++++ DATA FOR THIS TASK ++++
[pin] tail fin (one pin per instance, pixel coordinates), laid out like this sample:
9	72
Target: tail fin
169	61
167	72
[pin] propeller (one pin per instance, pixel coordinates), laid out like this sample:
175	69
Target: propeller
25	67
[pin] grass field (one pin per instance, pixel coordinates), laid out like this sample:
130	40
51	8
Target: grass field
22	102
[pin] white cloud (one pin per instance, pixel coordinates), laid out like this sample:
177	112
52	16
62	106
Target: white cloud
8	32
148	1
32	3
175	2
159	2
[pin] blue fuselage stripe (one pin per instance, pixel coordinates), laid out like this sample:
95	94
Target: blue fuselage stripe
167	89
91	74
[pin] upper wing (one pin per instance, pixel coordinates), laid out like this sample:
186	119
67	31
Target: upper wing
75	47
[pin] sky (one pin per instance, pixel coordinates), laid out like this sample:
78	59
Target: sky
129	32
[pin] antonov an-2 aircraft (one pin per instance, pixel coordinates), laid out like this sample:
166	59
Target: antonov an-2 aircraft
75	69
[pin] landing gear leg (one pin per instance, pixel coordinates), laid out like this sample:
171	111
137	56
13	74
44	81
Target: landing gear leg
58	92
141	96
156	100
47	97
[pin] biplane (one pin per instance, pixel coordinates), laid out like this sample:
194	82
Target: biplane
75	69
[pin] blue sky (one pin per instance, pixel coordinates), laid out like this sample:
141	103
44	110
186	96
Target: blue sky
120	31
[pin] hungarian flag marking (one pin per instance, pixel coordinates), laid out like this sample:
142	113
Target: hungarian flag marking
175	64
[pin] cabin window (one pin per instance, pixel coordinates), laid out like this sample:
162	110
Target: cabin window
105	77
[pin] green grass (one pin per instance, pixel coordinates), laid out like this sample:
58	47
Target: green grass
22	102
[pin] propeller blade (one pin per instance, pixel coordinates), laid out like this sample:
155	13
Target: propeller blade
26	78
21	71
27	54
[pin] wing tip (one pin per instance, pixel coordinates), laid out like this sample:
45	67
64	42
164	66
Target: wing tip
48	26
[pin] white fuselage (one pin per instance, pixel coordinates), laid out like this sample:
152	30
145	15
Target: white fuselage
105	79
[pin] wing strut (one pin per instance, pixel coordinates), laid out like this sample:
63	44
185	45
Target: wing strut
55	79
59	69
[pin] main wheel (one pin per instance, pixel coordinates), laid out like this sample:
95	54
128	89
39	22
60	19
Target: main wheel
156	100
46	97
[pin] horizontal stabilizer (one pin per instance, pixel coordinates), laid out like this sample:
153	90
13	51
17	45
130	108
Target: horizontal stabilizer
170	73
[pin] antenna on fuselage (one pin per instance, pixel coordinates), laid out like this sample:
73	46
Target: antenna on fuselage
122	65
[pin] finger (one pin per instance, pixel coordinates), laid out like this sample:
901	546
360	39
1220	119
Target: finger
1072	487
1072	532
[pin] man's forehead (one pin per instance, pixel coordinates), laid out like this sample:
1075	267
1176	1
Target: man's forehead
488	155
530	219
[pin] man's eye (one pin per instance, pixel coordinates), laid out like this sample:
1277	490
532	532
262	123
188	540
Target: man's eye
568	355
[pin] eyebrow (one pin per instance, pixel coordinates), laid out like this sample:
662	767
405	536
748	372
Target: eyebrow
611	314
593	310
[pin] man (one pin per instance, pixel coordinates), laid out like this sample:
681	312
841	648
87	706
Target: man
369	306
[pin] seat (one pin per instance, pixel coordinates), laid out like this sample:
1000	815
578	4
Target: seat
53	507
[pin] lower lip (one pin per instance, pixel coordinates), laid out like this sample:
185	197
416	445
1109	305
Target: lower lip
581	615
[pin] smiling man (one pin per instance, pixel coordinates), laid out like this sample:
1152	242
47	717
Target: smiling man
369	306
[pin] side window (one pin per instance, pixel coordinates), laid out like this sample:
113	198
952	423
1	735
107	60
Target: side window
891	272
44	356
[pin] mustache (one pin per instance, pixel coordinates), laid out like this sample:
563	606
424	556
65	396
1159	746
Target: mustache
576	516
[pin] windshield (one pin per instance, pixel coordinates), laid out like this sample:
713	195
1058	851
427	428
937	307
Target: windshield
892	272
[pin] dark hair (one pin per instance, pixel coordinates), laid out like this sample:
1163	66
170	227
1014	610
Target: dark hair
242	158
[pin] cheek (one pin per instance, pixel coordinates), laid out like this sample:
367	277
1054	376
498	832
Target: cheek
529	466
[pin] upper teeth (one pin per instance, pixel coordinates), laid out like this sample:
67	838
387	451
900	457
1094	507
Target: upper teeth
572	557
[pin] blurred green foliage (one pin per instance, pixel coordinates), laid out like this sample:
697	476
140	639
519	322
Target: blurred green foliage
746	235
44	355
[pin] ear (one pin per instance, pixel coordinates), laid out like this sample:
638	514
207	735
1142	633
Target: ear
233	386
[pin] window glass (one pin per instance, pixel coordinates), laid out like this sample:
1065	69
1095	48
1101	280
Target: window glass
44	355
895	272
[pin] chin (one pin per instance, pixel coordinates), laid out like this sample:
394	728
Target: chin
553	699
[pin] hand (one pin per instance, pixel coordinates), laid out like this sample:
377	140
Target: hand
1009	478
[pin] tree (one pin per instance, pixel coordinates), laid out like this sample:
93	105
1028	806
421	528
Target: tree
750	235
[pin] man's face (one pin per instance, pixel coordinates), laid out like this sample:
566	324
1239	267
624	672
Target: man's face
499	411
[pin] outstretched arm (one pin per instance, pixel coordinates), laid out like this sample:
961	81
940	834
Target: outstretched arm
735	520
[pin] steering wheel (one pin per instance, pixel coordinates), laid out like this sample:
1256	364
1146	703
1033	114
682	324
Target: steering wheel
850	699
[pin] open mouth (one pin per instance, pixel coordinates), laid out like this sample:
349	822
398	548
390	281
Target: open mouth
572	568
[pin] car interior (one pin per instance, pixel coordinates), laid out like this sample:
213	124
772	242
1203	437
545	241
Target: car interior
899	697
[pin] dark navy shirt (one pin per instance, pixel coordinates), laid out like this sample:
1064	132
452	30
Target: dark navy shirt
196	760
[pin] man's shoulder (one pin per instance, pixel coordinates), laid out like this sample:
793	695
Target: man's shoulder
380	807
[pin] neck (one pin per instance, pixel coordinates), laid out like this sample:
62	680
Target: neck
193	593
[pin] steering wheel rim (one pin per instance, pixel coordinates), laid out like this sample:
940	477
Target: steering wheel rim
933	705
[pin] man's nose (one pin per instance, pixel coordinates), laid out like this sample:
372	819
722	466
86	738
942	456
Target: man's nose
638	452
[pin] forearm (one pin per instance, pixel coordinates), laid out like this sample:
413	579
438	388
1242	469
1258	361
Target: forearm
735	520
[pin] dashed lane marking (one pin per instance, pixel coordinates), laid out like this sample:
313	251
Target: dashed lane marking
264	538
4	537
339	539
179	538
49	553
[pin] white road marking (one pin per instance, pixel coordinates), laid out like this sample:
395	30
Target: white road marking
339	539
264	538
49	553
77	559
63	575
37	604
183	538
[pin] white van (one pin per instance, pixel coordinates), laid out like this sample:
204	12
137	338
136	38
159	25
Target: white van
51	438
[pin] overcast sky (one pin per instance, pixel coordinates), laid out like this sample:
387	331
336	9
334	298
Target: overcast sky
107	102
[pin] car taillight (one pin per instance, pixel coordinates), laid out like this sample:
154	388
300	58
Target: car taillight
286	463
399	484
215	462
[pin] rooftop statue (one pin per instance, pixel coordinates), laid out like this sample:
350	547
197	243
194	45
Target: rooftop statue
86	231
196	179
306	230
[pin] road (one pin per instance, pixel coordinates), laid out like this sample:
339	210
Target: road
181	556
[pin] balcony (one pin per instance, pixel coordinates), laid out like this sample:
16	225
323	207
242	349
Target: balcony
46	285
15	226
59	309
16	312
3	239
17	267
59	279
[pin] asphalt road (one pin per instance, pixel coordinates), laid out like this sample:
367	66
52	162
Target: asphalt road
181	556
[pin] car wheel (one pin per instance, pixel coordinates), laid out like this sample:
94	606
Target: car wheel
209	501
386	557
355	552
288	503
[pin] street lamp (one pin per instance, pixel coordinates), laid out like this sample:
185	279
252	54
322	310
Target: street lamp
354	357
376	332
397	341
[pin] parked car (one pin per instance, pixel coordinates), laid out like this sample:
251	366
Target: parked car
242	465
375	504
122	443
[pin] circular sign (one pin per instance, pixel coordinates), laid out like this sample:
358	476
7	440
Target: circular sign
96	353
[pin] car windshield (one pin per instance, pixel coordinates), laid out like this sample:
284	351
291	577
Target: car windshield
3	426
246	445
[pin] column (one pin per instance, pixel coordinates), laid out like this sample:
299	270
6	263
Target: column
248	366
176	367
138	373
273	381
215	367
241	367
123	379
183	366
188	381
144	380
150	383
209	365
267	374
++++
__WORK ITEM__
Copy the material above word for word, taking the first line, the line containing "[pin] white cloud", and every line between them, and nothing else.

__WRITTEN REPLY__
[pin] tail fin (one pin per instance, pixel coordinates), laid out like this sample:
9	72
Target: tail fin
169	61
167	72
[pin] propeller (one pin per instance, pixel coordinates), laid out like this sample:
175	69
Target: propeller
25	67
[pin] grass field (one pin per instance, pixel coordinates), laid out like this sample:
130	40
51	8
Target: grass field
22	102
[pin] white cloud (one pin per instance, pixel coordinates), laid out like this sample:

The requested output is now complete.